## Your objective
Each entry must be copied exactly, without omission.

## Input

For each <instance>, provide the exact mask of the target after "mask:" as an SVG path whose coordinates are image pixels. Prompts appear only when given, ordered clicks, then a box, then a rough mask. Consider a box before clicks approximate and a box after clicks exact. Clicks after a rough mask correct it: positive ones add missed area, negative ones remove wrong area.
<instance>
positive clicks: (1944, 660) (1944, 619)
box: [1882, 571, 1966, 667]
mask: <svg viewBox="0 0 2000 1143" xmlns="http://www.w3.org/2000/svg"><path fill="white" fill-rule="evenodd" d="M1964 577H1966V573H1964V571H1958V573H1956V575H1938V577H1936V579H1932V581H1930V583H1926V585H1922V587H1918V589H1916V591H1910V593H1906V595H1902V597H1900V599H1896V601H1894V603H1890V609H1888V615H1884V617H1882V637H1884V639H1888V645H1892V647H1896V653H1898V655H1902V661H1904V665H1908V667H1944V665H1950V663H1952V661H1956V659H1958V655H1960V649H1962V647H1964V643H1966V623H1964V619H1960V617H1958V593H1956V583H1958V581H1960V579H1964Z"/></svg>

## Answer to the exercise
For each <instance>, provide the exact mask of the target after "mask:" as an SVG path whose coordinates are image pixels. Prompts appear only when given, ordered clicks, then a box, then a rough mask. Consider a box before clicks approximate and a box after clicks exact. Clicks after a rough mask correct it: positive ones add missed area, negative ones remove wrong area.
<instance>
positive clicks: (1944, 660) (1944, 619)
box: [1882, 571, 1966, 667]
mask: <svg viewBox="0 0 2000 1143" xmlns="http://www.w3.org/2000/svg"><path fill="white" fill-rule="evenodd" d="M1964 577H1966V573H1964V571H1958V573H1956V575H1938V577H1936V579H1932V581H1930V583H1926V585H1922V587H1918V589H1916V591H1910V593H1906V595H1902V597H1900V599H1896V601H1894V603H1890V609H1888V615H1884V617H1882V637H1884V639H1888V645H1892V647H1896V653H1898V655H1902V661H1904V665H1908V667H1944V665H1950V663H1952V661H1956V659H1958V655H1960V649H1962V647H1964V643H1966V623H1964V619H1960V617H1958V593H1956V583H1958V581H1960V579H1964Z"/></svg>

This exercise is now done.